REQUIREMENTS
In the data below, find the line containing "In the photo above, where can the deer neck"; reproduce that line and all subsequent lines exactly, and nothing else.

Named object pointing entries

____

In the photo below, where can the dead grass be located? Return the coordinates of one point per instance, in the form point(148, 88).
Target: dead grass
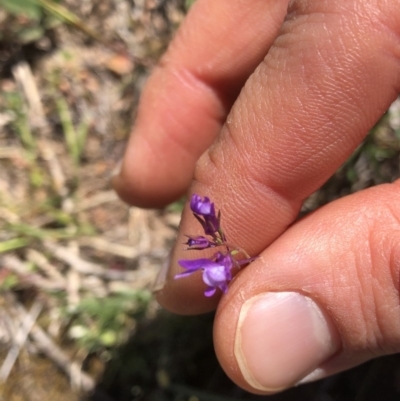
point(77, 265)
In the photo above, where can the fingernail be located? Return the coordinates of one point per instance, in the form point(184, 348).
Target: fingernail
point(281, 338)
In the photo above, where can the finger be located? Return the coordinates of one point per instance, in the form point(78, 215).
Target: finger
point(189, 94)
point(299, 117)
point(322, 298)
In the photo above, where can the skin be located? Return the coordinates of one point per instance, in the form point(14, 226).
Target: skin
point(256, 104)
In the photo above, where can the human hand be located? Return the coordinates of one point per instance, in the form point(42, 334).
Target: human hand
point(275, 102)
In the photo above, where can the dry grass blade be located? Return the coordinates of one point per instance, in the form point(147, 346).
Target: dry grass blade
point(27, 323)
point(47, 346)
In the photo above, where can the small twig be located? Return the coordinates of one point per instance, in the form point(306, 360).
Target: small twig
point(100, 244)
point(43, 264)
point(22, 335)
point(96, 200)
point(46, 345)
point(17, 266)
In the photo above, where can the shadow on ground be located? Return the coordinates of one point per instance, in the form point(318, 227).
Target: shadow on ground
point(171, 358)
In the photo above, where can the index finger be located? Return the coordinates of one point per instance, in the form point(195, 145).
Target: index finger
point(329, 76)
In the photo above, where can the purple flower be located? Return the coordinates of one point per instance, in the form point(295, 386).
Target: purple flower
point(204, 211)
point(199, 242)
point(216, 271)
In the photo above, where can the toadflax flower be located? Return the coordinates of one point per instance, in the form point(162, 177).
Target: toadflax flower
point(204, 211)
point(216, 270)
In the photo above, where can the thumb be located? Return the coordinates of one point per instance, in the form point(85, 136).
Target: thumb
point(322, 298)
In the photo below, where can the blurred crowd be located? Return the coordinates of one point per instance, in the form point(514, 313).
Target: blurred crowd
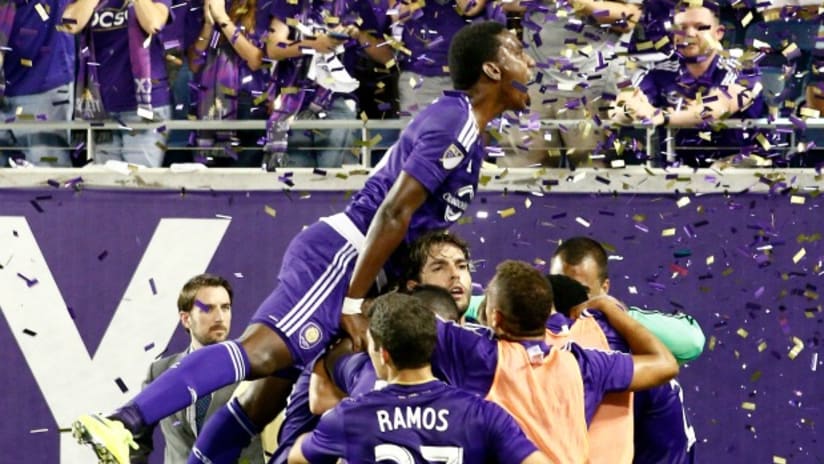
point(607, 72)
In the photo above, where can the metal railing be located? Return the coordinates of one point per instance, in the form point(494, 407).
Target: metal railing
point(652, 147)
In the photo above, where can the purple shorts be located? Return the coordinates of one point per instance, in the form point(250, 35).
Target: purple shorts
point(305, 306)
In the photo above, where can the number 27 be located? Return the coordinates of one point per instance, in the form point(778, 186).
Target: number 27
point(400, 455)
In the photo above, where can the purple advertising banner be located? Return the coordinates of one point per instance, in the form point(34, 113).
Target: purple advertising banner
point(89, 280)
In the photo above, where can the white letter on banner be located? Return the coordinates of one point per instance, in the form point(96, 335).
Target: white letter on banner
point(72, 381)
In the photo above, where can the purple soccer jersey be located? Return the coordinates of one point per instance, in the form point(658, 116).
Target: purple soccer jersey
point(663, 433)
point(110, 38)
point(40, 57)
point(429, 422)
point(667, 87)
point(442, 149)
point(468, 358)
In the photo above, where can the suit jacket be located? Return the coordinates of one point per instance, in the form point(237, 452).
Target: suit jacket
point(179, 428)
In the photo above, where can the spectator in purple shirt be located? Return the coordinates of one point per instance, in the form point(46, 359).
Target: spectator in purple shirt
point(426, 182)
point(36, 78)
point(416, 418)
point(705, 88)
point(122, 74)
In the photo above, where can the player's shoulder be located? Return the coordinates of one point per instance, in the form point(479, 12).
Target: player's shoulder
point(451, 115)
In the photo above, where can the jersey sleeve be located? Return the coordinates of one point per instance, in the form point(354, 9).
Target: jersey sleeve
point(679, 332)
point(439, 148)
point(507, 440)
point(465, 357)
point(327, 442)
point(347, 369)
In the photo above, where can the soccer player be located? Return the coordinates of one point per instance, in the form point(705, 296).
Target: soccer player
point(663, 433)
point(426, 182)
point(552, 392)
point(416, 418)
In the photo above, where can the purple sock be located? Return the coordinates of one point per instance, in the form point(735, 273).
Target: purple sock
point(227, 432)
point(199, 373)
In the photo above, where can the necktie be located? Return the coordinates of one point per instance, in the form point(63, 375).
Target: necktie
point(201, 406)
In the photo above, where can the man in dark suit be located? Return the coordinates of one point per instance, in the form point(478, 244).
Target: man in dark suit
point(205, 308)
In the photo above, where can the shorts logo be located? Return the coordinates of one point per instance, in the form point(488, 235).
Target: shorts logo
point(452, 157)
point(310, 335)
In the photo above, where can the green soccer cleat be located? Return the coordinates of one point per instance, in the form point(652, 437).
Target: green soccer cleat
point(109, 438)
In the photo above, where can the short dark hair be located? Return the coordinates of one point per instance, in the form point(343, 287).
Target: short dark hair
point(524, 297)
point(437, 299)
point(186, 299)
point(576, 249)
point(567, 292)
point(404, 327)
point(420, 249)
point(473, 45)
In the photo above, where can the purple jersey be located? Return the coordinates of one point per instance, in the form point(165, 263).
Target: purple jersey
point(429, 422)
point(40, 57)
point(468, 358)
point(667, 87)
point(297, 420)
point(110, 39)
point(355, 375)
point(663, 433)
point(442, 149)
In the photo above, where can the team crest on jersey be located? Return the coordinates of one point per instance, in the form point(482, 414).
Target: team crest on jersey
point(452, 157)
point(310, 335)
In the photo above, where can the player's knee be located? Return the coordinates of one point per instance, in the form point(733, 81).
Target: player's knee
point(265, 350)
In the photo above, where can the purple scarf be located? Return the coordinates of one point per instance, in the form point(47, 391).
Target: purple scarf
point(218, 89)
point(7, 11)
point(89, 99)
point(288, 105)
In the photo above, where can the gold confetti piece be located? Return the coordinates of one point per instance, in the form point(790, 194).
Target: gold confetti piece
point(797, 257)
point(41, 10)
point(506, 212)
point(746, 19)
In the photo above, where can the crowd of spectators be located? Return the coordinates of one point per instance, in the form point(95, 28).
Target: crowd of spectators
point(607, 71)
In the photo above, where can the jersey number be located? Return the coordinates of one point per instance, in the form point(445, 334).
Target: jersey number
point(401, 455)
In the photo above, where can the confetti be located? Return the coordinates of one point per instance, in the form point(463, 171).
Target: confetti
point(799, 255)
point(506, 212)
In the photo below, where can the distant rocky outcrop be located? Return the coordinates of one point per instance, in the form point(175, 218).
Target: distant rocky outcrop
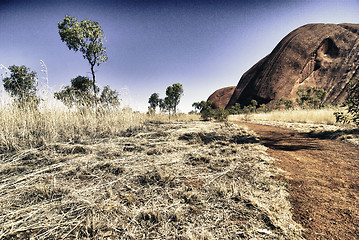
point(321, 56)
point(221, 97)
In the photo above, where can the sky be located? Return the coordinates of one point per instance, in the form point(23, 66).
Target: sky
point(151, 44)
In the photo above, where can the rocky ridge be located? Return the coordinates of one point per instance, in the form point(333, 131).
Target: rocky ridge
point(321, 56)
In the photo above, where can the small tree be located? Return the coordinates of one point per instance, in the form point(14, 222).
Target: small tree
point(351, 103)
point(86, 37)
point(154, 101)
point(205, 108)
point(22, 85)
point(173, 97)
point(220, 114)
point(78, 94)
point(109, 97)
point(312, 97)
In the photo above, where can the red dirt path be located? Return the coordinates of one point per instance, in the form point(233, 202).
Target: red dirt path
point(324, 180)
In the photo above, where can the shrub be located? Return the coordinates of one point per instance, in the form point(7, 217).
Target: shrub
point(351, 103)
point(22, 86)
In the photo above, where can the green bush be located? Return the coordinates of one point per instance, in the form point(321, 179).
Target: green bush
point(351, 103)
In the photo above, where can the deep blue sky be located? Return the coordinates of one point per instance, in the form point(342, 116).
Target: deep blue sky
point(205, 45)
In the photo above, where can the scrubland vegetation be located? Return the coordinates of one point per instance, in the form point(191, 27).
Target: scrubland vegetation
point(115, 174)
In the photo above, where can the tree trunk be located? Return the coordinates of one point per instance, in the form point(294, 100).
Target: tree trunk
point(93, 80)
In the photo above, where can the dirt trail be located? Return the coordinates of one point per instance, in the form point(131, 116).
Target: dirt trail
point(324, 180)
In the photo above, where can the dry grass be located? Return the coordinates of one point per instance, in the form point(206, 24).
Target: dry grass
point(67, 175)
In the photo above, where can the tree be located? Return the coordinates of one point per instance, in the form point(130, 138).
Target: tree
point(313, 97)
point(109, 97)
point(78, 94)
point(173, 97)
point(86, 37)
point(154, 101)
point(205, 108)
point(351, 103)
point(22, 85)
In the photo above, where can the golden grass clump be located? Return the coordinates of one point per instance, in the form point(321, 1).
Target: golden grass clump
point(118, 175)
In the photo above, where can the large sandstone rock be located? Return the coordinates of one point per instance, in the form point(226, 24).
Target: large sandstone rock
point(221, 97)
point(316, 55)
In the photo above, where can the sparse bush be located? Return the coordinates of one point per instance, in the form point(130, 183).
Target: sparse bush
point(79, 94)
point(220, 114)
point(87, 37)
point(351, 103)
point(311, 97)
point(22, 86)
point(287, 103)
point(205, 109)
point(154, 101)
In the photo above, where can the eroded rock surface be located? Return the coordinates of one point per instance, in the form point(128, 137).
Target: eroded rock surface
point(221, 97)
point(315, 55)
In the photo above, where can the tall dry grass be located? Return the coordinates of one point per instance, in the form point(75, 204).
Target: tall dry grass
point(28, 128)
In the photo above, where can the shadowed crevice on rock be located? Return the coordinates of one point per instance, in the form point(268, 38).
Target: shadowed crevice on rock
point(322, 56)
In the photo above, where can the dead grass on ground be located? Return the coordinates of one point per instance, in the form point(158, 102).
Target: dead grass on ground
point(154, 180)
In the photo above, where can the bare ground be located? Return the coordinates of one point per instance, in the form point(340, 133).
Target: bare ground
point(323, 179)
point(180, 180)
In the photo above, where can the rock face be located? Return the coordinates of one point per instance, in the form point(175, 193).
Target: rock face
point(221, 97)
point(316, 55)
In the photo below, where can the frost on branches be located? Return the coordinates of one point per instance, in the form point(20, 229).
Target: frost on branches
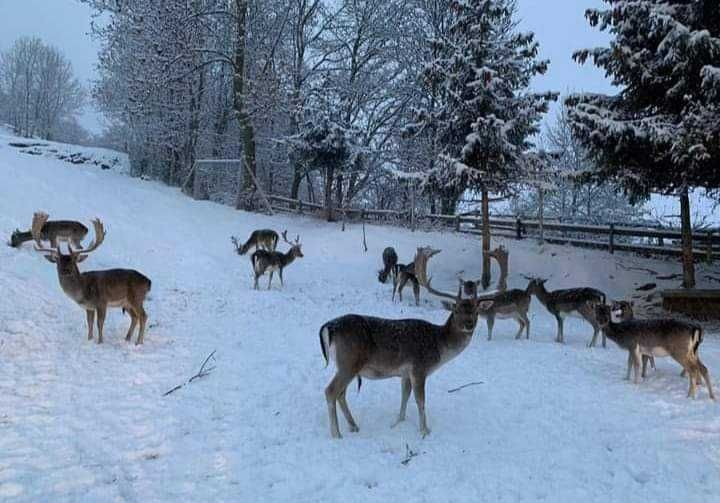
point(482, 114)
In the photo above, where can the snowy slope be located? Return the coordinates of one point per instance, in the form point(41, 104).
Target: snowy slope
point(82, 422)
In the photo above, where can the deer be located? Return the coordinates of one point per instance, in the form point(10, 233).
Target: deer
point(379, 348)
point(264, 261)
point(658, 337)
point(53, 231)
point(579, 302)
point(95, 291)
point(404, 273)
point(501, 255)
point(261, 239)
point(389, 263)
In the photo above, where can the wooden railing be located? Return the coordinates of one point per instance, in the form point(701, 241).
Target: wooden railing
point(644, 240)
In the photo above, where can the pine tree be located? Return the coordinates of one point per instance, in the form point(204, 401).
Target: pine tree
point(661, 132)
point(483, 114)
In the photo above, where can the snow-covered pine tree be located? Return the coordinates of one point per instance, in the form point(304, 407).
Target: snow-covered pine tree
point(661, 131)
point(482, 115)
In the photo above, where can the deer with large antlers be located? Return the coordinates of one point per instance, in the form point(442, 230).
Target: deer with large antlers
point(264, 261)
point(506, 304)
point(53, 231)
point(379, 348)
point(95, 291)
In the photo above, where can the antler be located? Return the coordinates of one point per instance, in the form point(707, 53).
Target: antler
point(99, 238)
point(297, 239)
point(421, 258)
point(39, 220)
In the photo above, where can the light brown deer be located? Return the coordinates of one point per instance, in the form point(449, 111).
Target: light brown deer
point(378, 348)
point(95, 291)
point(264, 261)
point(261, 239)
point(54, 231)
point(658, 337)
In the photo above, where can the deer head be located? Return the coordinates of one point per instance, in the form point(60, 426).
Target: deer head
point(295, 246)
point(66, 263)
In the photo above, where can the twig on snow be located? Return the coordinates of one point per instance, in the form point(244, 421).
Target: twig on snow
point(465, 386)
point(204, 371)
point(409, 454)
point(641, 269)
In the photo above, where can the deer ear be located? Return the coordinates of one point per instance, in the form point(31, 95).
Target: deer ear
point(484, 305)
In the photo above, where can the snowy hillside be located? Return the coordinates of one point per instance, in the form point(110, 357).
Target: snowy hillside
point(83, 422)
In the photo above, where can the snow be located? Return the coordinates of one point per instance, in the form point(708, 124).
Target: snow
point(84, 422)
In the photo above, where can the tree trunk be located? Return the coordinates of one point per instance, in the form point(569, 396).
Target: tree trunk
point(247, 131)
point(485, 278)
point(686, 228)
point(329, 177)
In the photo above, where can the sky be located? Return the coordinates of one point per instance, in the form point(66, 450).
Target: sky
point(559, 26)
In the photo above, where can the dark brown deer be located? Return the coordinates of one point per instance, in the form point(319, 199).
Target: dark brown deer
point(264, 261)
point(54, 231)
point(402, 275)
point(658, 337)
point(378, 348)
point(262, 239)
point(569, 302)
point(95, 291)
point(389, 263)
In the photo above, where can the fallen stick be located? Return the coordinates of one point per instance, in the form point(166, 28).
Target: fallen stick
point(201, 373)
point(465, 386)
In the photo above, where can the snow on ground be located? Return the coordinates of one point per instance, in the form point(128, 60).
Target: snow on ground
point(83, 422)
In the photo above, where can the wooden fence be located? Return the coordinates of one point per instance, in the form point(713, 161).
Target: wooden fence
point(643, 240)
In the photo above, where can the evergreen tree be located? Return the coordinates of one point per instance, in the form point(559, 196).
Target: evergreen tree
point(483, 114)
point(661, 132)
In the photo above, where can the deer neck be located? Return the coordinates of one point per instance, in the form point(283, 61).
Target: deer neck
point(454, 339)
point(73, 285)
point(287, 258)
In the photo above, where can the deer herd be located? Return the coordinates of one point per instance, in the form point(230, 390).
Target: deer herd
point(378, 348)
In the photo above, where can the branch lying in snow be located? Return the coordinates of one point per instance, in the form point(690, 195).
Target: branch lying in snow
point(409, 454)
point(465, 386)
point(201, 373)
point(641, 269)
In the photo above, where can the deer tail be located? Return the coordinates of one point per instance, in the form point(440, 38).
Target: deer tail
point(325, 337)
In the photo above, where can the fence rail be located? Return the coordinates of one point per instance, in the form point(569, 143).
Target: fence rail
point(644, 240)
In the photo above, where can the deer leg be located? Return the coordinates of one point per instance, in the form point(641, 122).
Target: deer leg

____

WRITTEN SOLUTION
In the photo above, where can the deer neck be located? Return the coordinates of one point per instance, in the form point(283, 61).
Target: deer neck
point(454, 339)
point(73, 285)
point(287, 258)
In the photo above, where can the deer herd be located? Return the coordinates of one point per instance, in the form point(230, 390).
Target: deer herd
point(378, 348)
In the photo above, where can the branch lying in snow be located? Return the coordinates of one point per instance, in the form point(690, 195).
Target: branch lying in snow
point(409, 454)
point(465, 386)
point(201, 373)
point(641, 269)
In the photo above, where can the deer tail be located? Return the coordinates of one point per instance, in the form point(440, 38).
Target: deer tail
point(325, 337)
In the photo above, where can the fence rail be located? Return the coordinates of one point per instance, in the form point(569, 143).
Target: fence rail
point(644, 240)
In the photo above, where can the deer leg be located? Return the coordinates of one point per instance, in the form point(641, 122).
Target: deer leg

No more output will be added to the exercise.